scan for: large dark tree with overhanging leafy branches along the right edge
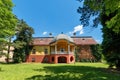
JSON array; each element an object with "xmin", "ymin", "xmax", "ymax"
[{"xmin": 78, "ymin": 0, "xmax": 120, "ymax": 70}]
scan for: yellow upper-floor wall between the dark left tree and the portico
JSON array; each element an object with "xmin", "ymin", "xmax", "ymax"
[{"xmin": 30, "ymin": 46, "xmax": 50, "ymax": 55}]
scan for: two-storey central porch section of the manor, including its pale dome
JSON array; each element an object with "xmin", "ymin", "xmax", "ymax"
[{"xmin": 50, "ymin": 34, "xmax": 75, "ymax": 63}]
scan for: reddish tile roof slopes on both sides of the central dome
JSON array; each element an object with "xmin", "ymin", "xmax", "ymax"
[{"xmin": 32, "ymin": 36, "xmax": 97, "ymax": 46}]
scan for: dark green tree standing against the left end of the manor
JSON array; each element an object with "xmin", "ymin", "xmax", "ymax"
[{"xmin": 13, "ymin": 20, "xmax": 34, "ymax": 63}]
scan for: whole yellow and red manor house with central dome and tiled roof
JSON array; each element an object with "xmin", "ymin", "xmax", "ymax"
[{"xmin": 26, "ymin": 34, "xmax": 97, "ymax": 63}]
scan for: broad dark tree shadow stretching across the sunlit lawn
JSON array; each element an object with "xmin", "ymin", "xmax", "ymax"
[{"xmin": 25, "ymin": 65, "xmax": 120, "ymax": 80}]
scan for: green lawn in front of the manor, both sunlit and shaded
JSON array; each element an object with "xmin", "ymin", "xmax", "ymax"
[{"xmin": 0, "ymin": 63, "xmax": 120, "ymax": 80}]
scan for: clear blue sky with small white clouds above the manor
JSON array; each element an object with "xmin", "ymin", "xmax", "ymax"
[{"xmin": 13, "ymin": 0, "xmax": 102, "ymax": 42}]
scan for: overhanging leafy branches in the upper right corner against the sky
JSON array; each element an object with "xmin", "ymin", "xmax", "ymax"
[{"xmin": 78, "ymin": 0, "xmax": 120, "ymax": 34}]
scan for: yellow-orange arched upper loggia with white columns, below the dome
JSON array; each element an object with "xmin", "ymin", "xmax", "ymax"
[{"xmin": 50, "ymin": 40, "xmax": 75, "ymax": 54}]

### [EXERCISE GOAL]
Copy the listing above in full and exactly, but omit each picture that it holds.

### [EXERCISE RESULT]
scan for: large dark tree with overhanging leafy branches along the right edge
JSON array; each element an object with "xmin", "ymin", "xmax", "ymax"
[{"xmin": 78, "ymin": 0, "xmax": 120, "ymax": 70}]
scan for: yellow upper-floor wall between the dark left tree and the portico
JSON array; each element an object with "xmin", "ymin", "xmax", "ymax"
[{"xmin": 30, "ymin": 46, "xmax": 50, "ymax": 55}]
scan for: two-storey central porch section of the manor, including its pale dome
JSON array; each element an object with "xmin", "ymin", "xmax", "ymax"
[{"xmin": 50, "ymin": 34, "xmax": 75, "ymax": 63}]
scan for: reddish tile roof slopes on both sides of the central dome
JSON array; each element an object with "xmin", "ymin", "xmax", "ymax"
[{"xmin": 32, "ymin": 36, "xmax": 97, "ymax": 46}]
scan for: dark green tree standing against the left end of the manor
JSON array; each element an object with "xmin", "ymin", "xmax", "ymax"
[{"xmin": 13, "ymin": 20, "xmax": 34, "ymax": 63}]
scan for: whole yellow and red manor house with central dome and tiled roof
JSON array; each element an object with "xmin", "ymin", "xmax", "ymax"
[{"xmin": 26, "ymin": 34, "xmax": 97, "ymax": 63}]
scan for: broad dark tree shadow stretching across the sunlit lawn
JSON array; each element an object with "xmin", "ymin", "xmax", "ymax"
[{"xmin": 25, "ymin": 65, "xmax": 120, "ymax": 80}]
scan for: green lawn in front of the manor, both sunlit and shaded
JSON array; each element an object with "xmin", "ymin", "xmax", "ymax"
[{"xmin": 0, "ymin": 63, "xmax": 120, "ymax": 80}]
scan for: clear blue sky with small white clouds above the manor
JSON array; each element an object with "xmin", "ymin", "xmax", "ymax"
[{"xmin": 13, "ymin": 0, "xmax": 102, "ymax": 42}]
scan for: overhanging leafy branches in the upper right corner against the sky
JSON array; each element an object with "xmin", "ymin", "xmax", "ymax"
[{"xmin": 78, "ymin": 0, "xmax": 120, "ymax": 34}]
scan for: yellow-orange arched upper loggia with white columns, below the dome
JSON array; each element an object with "xmin", "ymin", "xmax", "ymax"
[{"xmin": 50, "ymin": 40, "xmax": 75, "ymax": 54}]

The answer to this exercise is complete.